+++ Extrait

Inversion de ce dispositif littéraire : un suspect dont l’enquêteur (et le lecteur) avait de bonnes raisons de penser qu’il était une seule personne se révèle être deux individus distincts, travaillant ensemble, voire même toute une conspiration de complices.

Le troisième narratif

On l’a vu, un roman à énigme est constitué d’un double narratif : l’histoire du crime et l’histoire de l’enquête. À cette situation déjà compliquée, un auteur particulièrement impitoyable peut choisir d’ajouter une couche supplémentaire.

Ainsi, l’instigateur du crime n’est pas obligé d’être un personnage passif, qui attend de se faire cueillir par le protagoniste. Il peut activement tenter de mettre des bâtons dans les roues aux enquêteurs, en minant leur crédibilité, en sabotant ou en dissimulant des indices, en manipulant des témoins, etc… On obtient ainsi un roman qui raconte trois histoires : le crime, l’enquête et le sabotage (et peut-être même une quatrième : l’enquête sur le sabotage).

Cette manière de faire peut transformer une simple enquête en un narratif sans cesse en mouvement, où toutes les cartes sont constamment rebattues, ce qui peut être diablement intéressant. Prenez garde cela dit : l’intrigue doit être très solide et expliquée de manière limpide, sans quoi on risque d’obtenir un résultat confus, de nature à égarer le lecteur le plus motivé.

La confession funeste

Sous ce nom ronflant se cache un grand cliché du roman policier : l’enquêteur est sur le point de recevoir une confession de la part d’un suspect, lorsque celle-ci est interrompue par son décès subit : il a été abattu ou empoisonné, par exemple. L’intérêt principal de ce dispositif narratif est qu’il relance le suspense : celui qui était le suspect principal est innocenté, ce qui oblige à revoir tous les indices pour déterminer qui d’autre pourrait avoir commis le crime (et au passage, l’enquêteur se retrouve avec un meurtre de plus sur les bras).

En plus, même incomplète, la confession funeste peut contenir des informations que le protagoniste peut utiliser pour retrouver la trace du tueur. Elle peut ainsi faire voler en éclat les certitudes de l’enquêteur, tout en réorientant l’histoire dans une direction inattendue. Cela dit, attention: il s’agit d’un cliché, donc n’en abusez pas.

++++++
+++ Jeu de données

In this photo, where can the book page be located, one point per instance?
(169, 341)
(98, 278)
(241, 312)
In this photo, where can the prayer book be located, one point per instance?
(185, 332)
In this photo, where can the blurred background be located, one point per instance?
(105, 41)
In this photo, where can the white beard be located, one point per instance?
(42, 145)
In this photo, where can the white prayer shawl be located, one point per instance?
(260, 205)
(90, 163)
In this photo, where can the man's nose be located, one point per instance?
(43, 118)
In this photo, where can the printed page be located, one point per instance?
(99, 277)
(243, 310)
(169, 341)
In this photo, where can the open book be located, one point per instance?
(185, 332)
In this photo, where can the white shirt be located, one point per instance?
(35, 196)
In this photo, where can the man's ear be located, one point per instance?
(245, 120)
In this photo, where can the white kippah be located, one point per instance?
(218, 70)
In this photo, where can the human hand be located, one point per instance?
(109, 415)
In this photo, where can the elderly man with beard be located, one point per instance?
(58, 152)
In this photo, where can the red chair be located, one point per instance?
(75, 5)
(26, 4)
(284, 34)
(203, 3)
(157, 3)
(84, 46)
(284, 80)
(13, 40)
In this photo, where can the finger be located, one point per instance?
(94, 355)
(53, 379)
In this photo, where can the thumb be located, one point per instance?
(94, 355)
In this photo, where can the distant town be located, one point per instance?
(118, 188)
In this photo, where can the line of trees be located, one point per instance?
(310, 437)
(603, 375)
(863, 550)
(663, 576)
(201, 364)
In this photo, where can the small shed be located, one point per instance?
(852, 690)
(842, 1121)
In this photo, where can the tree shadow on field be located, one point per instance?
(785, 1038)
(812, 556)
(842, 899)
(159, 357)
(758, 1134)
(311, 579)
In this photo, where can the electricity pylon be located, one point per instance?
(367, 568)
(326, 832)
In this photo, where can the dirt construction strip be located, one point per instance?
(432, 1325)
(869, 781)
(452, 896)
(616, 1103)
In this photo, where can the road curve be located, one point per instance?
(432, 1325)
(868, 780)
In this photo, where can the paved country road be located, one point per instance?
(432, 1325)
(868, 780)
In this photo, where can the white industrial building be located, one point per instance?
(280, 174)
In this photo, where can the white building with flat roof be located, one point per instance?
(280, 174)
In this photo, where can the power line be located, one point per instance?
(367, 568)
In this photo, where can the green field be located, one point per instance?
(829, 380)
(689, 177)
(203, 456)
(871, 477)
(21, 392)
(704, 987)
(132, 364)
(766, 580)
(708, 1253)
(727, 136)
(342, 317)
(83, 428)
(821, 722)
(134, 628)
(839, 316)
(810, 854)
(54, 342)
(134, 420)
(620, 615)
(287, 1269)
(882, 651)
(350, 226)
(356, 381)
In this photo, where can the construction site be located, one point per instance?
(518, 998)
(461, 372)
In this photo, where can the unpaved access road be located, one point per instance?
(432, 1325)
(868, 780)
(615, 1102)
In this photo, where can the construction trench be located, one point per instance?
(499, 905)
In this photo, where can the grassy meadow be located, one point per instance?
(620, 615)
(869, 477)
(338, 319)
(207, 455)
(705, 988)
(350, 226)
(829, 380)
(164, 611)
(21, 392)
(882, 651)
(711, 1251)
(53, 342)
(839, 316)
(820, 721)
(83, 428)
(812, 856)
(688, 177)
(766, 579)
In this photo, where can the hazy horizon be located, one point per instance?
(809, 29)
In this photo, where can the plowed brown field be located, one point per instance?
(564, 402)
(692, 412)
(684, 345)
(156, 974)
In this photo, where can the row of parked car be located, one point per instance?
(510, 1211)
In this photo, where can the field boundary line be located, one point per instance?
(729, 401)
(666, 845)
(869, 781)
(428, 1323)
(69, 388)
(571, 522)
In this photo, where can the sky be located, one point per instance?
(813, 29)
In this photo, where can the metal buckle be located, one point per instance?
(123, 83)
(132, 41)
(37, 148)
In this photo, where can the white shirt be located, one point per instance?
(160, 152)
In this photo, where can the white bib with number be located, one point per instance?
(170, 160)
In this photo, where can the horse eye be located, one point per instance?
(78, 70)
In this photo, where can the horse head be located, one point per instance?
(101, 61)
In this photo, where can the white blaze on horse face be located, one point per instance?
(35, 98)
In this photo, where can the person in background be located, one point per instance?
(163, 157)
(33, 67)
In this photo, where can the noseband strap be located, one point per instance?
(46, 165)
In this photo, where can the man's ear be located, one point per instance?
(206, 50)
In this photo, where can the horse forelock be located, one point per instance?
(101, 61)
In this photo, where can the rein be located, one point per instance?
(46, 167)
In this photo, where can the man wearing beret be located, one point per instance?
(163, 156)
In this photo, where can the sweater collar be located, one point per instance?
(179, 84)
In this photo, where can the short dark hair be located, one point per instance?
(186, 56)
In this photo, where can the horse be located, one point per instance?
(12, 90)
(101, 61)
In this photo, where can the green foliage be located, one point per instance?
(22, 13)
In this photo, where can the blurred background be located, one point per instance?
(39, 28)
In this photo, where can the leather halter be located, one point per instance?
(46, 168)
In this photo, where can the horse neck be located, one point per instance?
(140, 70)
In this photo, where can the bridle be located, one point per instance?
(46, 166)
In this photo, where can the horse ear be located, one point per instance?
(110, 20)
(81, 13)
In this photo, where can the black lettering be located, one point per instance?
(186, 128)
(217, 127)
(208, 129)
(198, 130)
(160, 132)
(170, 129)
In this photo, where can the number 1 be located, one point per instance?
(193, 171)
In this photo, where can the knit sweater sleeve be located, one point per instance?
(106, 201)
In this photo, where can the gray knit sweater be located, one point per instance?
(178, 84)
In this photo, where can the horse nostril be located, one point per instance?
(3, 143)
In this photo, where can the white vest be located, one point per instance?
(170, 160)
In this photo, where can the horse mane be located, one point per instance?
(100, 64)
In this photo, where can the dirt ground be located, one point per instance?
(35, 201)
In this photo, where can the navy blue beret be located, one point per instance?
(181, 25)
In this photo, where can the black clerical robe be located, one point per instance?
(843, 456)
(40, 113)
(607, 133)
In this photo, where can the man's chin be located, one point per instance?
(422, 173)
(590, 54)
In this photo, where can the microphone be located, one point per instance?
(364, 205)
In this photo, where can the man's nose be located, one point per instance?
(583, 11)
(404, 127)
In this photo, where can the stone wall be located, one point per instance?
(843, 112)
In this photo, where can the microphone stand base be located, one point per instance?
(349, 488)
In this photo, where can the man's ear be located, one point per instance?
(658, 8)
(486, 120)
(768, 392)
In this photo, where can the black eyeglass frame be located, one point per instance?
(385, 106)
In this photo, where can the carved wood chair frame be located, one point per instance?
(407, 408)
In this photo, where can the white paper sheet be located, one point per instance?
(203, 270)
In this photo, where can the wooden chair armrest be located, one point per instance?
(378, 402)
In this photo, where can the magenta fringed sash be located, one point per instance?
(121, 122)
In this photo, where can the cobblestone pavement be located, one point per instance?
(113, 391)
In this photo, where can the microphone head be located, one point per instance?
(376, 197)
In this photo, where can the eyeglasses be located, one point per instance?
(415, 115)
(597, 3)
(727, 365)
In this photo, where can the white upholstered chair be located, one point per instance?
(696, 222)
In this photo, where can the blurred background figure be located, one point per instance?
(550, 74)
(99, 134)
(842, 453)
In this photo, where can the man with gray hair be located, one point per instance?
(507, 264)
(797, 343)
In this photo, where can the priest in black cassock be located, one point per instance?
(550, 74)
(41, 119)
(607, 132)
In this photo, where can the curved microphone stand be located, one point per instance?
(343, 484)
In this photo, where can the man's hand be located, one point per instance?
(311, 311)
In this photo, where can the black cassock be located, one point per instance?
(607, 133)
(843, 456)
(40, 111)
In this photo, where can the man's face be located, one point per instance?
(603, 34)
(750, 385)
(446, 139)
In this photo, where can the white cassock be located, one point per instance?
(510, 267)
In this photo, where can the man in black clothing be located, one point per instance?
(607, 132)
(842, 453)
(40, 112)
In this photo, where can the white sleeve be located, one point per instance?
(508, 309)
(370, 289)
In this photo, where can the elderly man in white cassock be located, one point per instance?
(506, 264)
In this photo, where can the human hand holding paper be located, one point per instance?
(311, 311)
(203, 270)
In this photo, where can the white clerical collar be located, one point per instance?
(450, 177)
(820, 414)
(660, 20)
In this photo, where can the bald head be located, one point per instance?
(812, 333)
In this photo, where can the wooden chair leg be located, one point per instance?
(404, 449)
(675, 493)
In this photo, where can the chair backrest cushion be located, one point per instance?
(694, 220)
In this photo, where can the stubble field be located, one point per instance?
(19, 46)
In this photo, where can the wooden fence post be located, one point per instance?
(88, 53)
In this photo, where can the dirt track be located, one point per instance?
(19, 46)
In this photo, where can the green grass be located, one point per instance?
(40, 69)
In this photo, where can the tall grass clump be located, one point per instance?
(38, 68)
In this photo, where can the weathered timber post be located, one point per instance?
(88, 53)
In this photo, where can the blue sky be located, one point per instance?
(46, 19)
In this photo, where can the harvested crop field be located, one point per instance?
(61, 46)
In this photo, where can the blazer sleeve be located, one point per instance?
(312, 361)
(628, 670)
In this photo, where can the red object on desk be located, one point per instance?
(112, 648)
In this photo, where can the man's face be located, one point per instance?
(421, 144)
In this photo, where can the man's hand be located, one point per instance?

++++++

§ Travaux demandés:
- 1) Répondez brièvement aux questions suivantes sur l'extrait :
(a) De quels deux récits un roman à énigme est-il constitué ?
(b) Quelle troisième histoire s'ajoute lorsque l'instigateur du crime cherche activement à entraver les enquêteurs ?
(c) Qu'est-ce qui interrompt la confession du suspect dans la confession funeste ?
- 2) Rassemblez toutes les lignes qui contiennent la chaîne « sleeve ».

§ Réponses fournies:
- 1)
(a) L'histoire du crime et l'histoire de l'enquête.
(b) Le sabotage.
(c) Son décès subit : il a été abattu ou empoisonné, par exemple.

- 2)
In this photo, where can the knit sweater sleeve be located, one point per instance?
In this photo, where can the white sleeve be located, one point per instance?
In this photo, where can the blazer sleeve be located, one point per instance?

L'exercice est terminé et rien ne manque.